(Data items)

▼

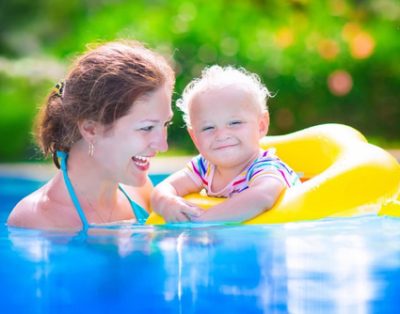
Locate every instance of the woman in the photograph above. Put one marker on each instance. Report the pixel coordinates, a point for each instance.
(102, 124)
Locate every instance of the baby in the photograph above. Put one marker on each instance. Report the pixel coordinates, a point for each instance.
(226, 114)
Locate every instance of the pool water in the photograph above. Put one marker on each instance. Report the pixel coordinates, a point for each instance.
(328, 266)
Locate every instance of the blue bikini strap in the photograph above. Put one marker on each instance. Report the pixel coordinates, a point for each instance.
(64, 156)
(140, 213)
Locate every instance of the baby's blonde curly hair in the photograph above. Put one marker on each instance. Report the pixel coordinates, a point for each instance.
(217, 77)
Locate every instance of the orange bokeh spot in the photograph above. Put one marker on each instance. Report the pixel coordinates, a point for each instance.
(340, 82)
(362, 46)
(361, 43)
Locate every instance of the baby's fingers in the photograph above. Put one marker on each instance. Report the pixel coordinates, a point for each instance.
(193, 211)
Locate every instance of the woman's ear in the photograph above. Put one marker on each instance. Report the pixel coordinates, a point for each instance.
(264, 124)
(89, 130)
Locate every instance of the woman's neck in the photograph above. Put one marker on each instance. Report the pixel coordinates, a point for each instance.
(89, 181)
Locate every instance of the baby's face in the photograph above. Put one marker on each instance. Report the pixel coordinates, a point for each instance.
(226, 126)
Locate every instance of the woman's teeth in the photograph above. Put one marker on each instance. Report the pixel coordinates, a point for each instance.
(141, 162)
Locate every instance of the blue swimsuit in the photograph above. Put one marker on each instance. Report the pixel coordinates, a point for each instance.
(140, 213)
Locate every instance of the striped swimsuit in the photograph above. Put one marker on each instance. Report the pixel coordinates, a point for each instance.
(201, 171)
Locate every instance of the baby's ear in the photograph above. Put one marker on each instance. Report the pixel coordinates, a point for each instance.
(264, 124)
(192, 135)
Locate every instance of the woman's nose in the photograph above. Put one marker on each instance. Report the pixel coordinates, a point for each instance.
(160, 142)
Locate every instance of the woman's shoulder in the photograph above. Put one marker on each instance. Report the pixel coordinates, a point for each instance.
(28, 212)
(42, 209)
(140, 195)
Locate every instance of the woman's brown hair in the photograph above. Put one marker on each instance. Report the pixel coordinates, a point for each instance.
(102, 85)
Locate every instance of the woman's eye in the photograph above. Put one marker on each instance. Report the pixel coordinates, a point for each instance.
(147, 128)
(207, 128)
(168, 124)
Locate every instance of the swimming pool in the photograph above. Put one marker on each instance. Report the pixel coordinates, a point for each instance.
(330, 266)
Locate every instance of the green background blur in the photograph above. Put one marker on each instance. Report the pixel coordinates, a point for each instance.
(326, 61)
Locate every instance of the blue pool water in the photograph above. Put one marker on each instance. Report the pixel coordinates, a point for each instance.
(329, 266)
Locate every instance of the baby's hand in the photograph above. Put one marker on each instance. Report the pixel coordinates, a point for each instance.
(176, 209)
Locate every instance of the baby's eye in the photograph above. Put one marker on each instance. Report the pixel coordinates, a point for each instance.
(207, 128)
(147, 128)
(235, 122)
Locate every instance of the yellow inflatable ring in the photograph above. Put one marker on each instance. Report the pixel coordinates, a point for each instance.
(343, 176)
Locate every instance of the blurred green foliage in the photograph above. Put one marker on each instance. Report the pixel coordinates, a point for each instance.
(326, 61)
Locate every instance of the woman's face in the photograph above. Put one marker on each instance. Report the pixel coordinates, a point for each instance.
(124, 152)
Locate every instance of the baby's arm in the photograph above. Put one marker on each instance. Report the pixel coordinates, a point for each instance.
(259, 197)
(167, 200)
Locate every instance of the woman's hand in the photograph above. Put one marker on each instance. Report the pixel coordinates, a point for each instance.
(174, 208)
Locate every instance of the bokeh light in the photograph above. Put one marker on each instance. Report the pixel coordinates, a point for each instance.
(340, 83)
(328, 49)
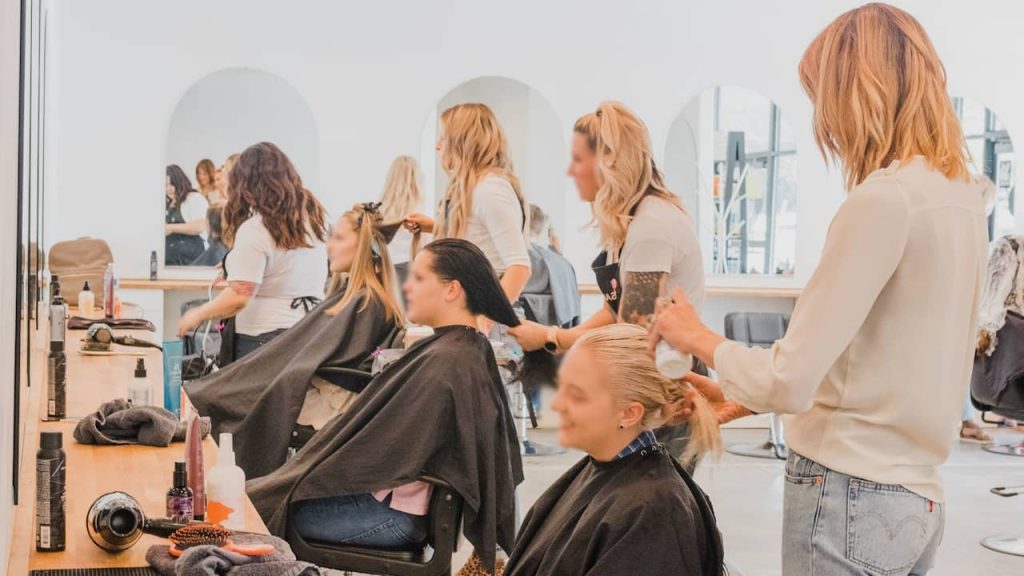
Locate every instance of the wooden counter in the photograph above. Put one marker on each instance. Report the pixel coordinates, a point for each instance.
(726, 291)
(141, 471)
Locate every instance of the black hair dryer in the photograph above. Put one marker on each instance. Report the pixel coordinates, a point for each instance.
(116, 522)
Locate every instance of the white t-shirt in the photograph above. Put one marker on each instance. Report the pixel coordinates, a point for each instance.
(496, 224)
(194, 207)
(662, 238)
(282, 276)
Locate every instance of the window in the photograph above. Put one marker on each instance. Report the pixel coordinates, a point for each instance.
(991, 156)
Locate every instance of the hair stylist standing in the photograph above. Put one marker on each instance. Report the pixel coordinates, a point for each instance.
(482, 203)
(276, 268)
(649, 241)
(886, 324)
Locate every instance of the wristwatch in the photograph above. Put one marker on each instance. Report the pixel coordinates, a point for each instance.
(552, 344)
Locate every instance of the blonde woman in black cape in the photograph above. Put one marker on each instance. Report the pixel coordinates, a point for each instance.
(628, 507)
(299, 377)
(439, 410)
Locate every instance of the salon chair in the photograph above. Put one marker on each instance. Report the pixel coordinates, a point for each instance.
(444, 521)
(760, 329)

▲

* **Brief**
Type out each line of the records above exactly, skipping any pictures.

* **Written solution**
Locate every instance of the woman in the photograph above. Put one marker on each instance. Report the pixel coordinates, a point for each instance.
(102, 124)
Locate every instance of the baby in the photograph above. Put one marker on each instance. Report the pixel coordinates, a point for each instance.
(226, 114)
Locate every instance of the pool water in the photograph above. Put one marker on each instance. Report the pixel coordinates, a point for each instance.
(328, 266)
Locate every instance of the blue bikini strap in the photograph above. Put one marker on each instance. Report the pixel coordinates, a point for each instance.
(64, 156)
(140, 213)
Locate every instance of the baby's blonde curly hair in the photograph above. Put one marker on each instance. Report the pixel coordinates, a point for each instance.
(217, 77)
Locate every instance of the orange bokeh spot in the photograph above. Put one marker on each instance. Report the pixel coordinates, a point for each instance.
(340, 82)
(362, 46)
(361, 43)
Locate every instance of the baby's fingers in the photograph above. Put one marker on each instance. Report the pixel coordinates, a point for each instance.
(193, 211)
Locate every instance of the woman's ear in the photograph above. Put one marker on each instance. Report the pixel coordinates, a point for each instance.
(264, 124)
(89, 130)
Locate every instance of the woman's neck in the photograph above. Put one marker on each instance. Report the pixel coordinates, a point for each instance.
(89, 181)
Locate every instance of the baby's face in the photograph above. Put one marker on each instance. Report the pixel coordinates, a point for each instance.
(226, 126)
Locate every instance of the woman's teeth in the photograph above. Put one marker on each instance. Report the pixel coordinates, a point for each instance.
(141, 162)
Locate every instance of the blue swimsuit in the photograph above. Put one marker on each instance. Report the pixel coordinates, a point for each instance.
(140, 213)
Locate every instance of the striped swimsuit in the photograph above. Put one marker on each instance. Report the pixel coordinates, a point for each instance.
(201, 171)
Locate every instance of the baby's ear in the photograph above. Put one marker on each instance. Report the pixel coordinates, a point for each instance.
(264, 124)
(192, 135)
Locate every instance of the woman's nose in the photograph above. Put one marker on each instance. Report the pixel coordinates, a point for each instance.
(160, 142)
Locate every instance of the woman's shoulder in the photograph above. Put one marker on each instance. Report the pixel coordinates, a point for each instance.
(28, 212)
(42, 209)
(140, 195)
Locate every instance of the woman's brown hair in the photograph above. Put one marker on each instance. Report the pixel coordinates, a point for each instance.
(102, 85)
Locate every instance of the woman's eye in the photograph above. Put one marker on each instance. Report the pixel coordinates, a point for each instance.
(147, 128)
(207, 128)
(168, 124)
Locate every instance of the swimming pool in the photograph above. Put one marker on each instance. Report the pixel coordinates, a point for each instance.
(330, 266)
Locate every instance of the green background blur in the photograph above. Put one marker on each instance. Report the pixel coordinates, a point for each instance.
(326, 61)
Locate every instance of the blue pool water in the photograph above. Put one marker on each instance. Report the pixel coordinates, a point for each instance.
(329, 266)
Locate every instance of the baby's hand in the photograph above. Put one marker on each instance. Report the pixel coordinates, a point for each instance.
(176, 209)
Locate every instance of the baby's eye in the photograph above. Put one marker on each instance. Report the pixel coordinates, a point for each instance.
(207, 128)
(147, 128)
(235, 122)
Locate every instance of the yellow inflatable ring in the photograph above. Put one marker on each instance. Report the pixel coordinates, a point for each instance.
(343, 176)
Locate every instance of the blurred green foliage in the photograph above. Put one marker on each instance. Report the pixel coordinates, a point for each instance.
(326, 61)
Locate every instance of the woman's face in the photograph above. Put one marker on each instance. Report the pixel coordinates, a point for each instance.
(124, 152)
Locate every instance of the baby's arm in the photograph above. Put one marker on each instance. Report the pixel coordinates, a point for each instance.
(259, 197)
(167, 200)
Locate every instance of the woman's hand in the photograph above. Put one marker on each instance. Report the pixel coordinates, a point for each instance.
(174, 208)
Locate every instance of the bokeh light in the photograph above. Put one marker on each instance. Report the pixel coordinates, a point for each instance.
(340, 83)
(328, 49)
Locate every instance of the wooden counter in the photograph above. Put one marker on each instance. Report the pixel coordinates, a point for each instance.
(726, 291)
(141, 471)
Locate every instance of the black hair dryer in the photograph above. Put one marker on each instance. Report the pixel coordinates, a point for each instance.
(116, 522)
Locate every instance of the white t-shirt in the photograph above. Put one marker on each instance. Report the pixel coordinates, a point for each instance.
(496, 224)
(194, 207)
(662, 238)
(282, 276)
Locate every instance of the window in the photograph above. Put one marker on each instance. Report the pixel coordinates, a point for each instance.
(991, 156)
Locate every instance of the hair stylist standing in the photograph above. Put one marker on each instance. Report the pixel coordinates, a point for each instance.
(482, 203)
(276, 268)
(649, 241)
(886, 324)
Locate every instance of the wristwatch in the photograph above. Put one marker on each instance. Report the pixel coordinates, a point for each instance.
(552, 344)
Locate every instance of the blonde woman in black cape in the photograph above. Put one marker on each instance. Report the pixel coordinates, a point for each instance.
(628, 507)
(299, 377)
(439, 410)
Locate every instance of the salon chair in the photograph above. Put one marker on each instance. Report the pixel coordinates, a point for each instance.
(444, 521)
(760, 329)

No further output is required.